(Items from a data source)
>>>

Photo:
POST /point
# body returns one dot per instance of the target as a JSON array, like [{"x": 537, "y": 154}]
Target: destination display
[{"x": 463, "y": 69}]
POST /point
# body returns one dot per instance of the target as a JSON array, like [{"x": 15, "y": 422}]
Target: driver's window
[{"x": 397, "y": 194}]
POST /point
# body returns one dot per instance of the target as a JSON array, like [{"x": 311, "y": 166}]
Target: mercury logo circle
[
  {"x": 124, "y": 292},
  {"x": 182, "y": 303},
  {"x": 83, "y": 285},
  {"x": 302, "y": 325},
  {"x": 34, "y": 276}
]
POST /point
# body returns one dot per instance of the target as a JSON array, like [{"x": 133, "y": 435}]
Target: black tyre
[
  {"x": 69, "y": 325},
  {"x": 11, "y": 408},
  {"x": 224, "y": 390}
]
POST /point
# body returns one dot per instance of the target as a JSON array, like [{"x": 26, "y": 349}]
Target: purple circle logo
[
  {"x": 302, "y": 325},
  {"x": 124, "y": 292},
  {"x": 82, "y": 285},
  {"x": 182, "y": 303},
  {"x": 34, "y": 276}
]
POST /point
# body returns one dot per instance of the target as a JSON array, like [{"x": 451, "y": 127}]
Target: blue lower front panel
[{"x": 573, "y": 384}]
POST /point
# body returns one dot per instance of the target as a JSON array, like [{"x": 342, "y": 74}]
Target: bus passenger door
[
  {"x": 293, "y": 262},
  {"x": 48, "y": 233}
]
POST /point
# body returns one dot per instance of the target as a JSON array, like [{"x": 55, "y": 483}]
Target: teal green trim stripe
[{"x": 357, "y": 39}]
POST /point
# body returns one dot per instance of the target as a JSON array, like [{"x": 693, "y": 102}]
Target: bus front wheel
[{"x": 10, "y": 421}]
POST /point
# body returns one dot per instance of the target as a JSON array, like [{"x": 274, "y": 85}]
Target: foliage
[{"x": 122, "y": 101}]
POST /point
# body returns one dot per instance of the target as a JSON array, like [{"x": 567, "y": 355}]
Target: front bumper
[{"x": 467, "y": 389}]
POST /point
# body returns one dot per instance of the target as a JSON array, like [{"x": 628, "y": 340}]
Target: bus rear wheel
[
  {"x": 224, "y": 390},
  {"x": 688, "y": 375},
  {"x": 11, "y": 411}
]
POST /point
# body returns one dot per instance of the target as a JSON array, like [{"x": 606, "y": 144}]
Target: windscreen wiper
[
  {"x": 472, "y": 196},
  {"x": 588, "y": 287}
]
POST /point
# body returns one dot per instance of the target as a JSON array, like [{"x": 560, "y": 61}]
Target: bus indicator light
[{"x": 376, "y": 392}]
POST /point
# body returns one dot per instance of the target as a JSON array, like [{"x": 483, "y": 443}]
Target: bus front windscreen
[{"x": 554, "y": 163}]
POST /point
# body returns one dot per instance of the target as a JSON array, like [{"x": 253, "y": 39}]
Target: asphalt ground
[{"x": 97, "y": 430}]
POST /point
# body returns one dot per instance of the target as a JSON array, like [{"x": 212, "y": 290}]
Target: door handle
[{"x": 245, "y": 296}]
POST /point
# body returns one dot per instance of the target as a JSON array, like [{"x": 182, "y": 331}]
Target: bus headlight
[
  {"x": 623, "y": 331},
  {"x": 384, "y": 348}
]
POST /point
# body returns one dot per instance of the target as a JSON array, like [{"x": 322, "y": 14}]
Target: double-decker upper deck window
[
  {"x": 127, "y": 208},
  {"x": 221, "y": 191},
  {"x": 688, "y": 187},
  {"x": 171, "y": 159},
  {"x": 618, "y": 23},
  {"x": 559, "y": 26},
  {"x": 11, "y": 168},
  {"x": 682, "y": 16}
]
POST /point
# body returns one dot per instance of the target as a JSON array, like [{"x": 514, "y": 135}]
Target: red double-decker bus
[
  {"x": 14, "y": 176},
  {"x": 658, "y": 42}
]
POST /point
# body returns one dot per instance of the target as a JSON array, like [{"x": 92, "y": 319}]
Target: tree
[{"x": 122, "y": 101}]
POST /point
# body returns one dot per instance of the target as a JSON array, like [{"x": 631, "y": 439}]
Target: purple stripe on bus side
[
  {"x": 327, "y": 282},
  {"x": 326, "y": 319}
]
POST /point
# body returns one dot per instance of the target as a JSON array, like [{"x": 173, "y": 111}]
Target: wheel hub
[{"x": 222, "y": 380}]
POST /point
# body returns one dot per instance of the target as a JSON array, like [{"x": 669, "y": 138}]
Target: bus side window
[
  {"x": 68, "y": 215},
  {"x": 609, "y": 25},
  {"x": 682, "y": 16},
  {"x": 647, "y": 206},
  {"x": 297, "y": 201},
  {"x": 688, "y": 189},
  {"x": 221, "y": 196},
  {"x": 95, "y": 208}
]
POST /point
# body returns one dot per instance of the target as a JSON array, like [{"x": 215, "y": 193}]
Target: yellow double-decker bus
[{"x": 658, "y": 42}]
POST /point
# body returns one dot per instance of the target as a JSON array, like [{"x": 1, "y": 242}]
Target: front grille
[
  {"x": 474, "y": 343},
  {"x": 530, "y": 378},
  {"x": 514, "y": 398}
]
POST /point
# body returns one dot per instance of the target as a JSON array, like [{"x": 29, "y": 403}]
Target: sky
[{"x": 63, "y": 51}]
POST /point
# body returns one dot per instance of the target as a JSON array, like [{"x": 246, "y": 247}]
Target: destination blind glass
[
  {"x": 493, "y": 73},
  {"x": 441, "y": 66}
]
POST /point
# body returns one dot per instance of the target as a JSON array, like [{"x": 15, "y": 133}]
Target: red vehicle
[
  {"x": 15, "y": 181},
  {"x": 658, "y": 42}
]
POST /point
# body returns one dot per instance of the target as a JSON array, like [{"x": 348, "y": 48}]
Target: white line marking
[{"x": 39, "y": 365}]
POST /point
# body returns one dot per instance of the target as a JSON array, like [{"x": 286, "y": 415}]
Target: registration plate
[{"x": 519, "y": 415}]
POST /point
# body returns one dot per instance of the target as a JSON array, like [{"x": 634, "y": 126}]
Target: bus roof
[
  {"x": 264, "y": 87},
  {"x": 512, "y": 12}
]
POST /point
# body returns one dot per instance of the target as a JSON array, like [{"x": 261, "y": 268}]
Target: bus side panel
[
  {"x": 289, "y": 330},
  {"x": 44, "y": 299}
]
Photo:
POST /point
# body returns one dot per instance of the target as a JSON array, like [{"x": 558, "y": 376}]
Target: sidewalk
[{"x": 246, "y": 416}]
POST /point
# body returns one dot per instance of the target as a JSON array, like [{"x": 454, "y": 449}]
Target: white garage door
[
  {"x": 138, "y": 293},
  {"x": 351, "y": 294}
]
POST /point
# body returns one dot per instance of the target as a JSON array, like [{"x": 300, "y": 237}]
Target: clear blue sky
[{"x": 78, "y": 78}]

<<<

What you have to do: Go through the entries and restate each one exactly.

Your solution:
Photo:
POST /point
# body returns one dot per instance of the target as a JSON array, like [{"x": 537, "y": 154}]
Target: destination display
[{"x": 463, "y": 69}]
POST /point
# body returns one dot per instance of the target as a JSON array, like [{"x": 15, "y": 422}]
Target: driver's window
[{"x": 397, "y": 194}]
POST /point
# body returns one dot per instance of the target as a JSON array, like [{"x": 311, "y": 166}]
Target: mercury logo circle
[
  {"x": 124, "y": 292},
  {"x": 182, "y": 303},
  {"x": 83, "y": 285},
  {"x": 302, "y": 325},
  {"x": 34, "y": 276}
]
POST /point
# body returns one dot per instance of the target as a JSON array, like [{"x": 133, "y": 435}]
Target: black tyre
[
  {"x": 69, "y": 325},
  {"x": 11, "y": 408},
  {"x": 224, "y": 390}
]
POST /point
# body returns one dot per instance of the target as a JSON array, like [{"x": 26, "y": 349}]
Target: purple circle logo
[
  {"x": 302, "y": 325},
  {"x": 124, "y": 292},
  {"x": 82, "y": 285},
  {"x": 182, "y": 303},
  {"x": 34, "y": 276}
]
POST /point
# body returns one dot per instance of the target as a JSON array, like [{"x": 451, "y": 127}]
Target: blue lower front panel
[{"x": 573, "y": 384}]
POST /point
# body returns one dot per instance of the target as a JSON array, like [{"x": 342, "y": 74}]
Target: bus passenger door
[
  {"x": 293, "y": 262},
  {"x": 48, "y": 233}
]
POST /point
# body returns one dot per instance of the target as a JSON array, like [{"x": 55, "y": 483}]
Target: teal green trim stripe
[{"x": 357, "y": 39}]
POST /point
# body returns one dot per instance of the target as a JSON array, like [{"x": 693, "y": 102}]
Target: bus front wheel
[{"x": 10, "y": 421}]
POST /point
# body returns one dot per instance of the target as a JSON array, like [{"x": 274, "y": 85}]
Target: foliage
[{"x": 122, "y": 101}]
POST /point
# body returns one dot per instance of the target as a JSON array, like [{"x": 567, "y": 355}]
Target: front bumper
[{"x": 467, "y": 389}]
POST /point
# body returns one dot per instance of the target as a JSON array, like [{"x": 628, "y": 340}]
Target: bus rear wheel
[
  {"x": 224, "y": 390},
  {"x": 688, "y": 375},
  {"x": 11, "y": 411}
]
POST /point
# body returns one dot per instance of the target as a JSON array, like [{"x": 606, "y": 144}]
Target: windscreen wiper
[
  {"x": 472, "y": 196},
  {"x": 588, "y": 287}
]
POST /point
# body returns one dot per instance of the target as a JSON array, like [{"x": 560, "y": 61}]
Target: bus indicator light
[{"x": 376, "y": 392}]
POST /point
# body returns one dot per instance of the target as a JSON array, like [{"x": 483, "y": 443}]
Target: bus front windscreen
[{"x": 554, "y": 163}]
POST /point
# body returns one dot per instance of the target as a JSON array, like [{"x": 253, "y": 39}]
Target: asphalt ground
[{"x": 97, "y": 430}]
POST /point
# body returns one dot per instance of the target as a JSON array, like [{"x": 212, "y": 290}]
Target: door handle
[{"x": 245, "y": 296}]
POST /point
# body returns one dot per instance of the target as a JSON array, like [{"x": 182, "y": 331}]
Target: bus headlight
[
  {"x": 623, "y": 331},
  {"x": 384, "y": 348}
]
POST /point
# body returns one dot per instance of the target as a JSON array, like [{"x": 322, "y": 14}]
Target: double-decker upper deck window
[
  {"x": 127, "y": 208},
  {"x": 221, "y": 191},
  {"x": 688, "y": 187},
  {"x": 171, "y": 159},
  {"x": 618, "y": 23},
  {"x": 559, "y": 26},
  {"x": 11, "y": 168},
  {"x": 682, "y": 16}
]
POST /point
# body returns one dot per instance of the target as a JSON array, like [{"x": 514, "y": 135}]
Target: red double-decker bus
[
  {"x": 14, "y": 176},
  {"x": 658, "y": 42}
]
POST /point
# body returns one dot per instance of the target as a JSON array, like [{"x": 92, "y": 319}]
Target: tree
[{"x": 122, "y": 101}]
POST /point
# body returns one dot per instance of the target as a JSON array, like [{"x": 631, "y": 439}]
Target: purple stripe on bus side
[
  {"x": 327, "y": 282},
  {"x": 326, "y": 319}
]
POST /point
# body returns one dot per instance of the target as a JSON array, like [{"x": 173, "y": 111}]
Target: wheel hub
[{"x": 222, "y": 380}]
POST /point
# body returns one dot per instance of the target as a JSON array, like [{"x": 669, "y": 138}]
Target: bus side window
[
  {"x": 68, "y": 215},
  {"x": 609, "y": 25},
  {"x": 682, "y": 16},
  {"x": 647, "y": 206},
  {"x": 297, "y": 201},
  {"x": 688, "y": 189},
  {"x": 221, "y": 196},
  {"x": 95, "y": 208}
]
POST /point
# body returns one dot per instance of the target as a JSON array, like [{"x": 215, "y": 193}]
Target: yellow double-decker bus
[{"x": 658, "y": 42}]
POST /point
# body returns one dot per instance of the target as a JSON array, like [{"x": 1, "y": 242}]
Target: front grille
[
  {"x": 474, "y": 343},
  {"x": 530, "y": 378},
  {"x": 514, "y": 398}
]
POST /point
# body returns one dot per instance of the target as a JSON array, like [{"x": 29, "y": 403}]
Target: sky
[{"x": 63, "y": 51}]
POST /point
# body returns one dot per instance of the target as a JSON array, like [{"x": 246, "y": 247}]
Target: destination blind glass
[
  {"x": 493, "y": 73},
  {"x": 441, "y": 66}
]
POST /point
# body returns one dot per instance of the target as a JSON array, like [{"x": 15, "y": 133}]
Target: red vehicle
[
  {"x": 15, "y": 181},
  {"x": 658, "y": 42}
]
POST /point
# body returns one dot per instance of the target as a JSON array, like [{"x": 348, "y": 48}]
Target: white line marking
[{"x": 39, "y": 365}]
POST /point
# body returns one dot per instance of the target as a JSON array, like [{"x": 286, "y": 415}]
Target: registration plate
[{"x": 519, "y": 415}]
POST /point
# body returns one dot per instance of the target as a JSON array, like [{"x": 634, "y": 126}]
Target: bus roof
[
  {"x": 264, "y": 87},
  {"x": 512, "y": 12}
]
POST /point
# body returns one dot per instance of the target as a JSON array, like [{"x": 261, "y": 268}]
Target: bus side panel
[
  {"x": 289, "y": 330},
  {"x": 44, "y": 299}
]
Photo:
POST /point
# body returns one dot per instance of the target as a JSON array, like [{"x": 558, "y": 376}]
Target: sidewalk
[{"x": 246, "y": 416}]
POST /point
# body returns one dot per instance of the target as a JSON array, like [{"x": 454, "y": 449}]
Target: white garage door
[
  {"x": 138, "y": 293},
  {"x": 351, "y": 294}
]
POST /point
# body returns one dot per instance of the target as a JSON array, like [{"x": 300, "y": 237}]
Target: clear blue sky
[{"x": 78, "y": 78}]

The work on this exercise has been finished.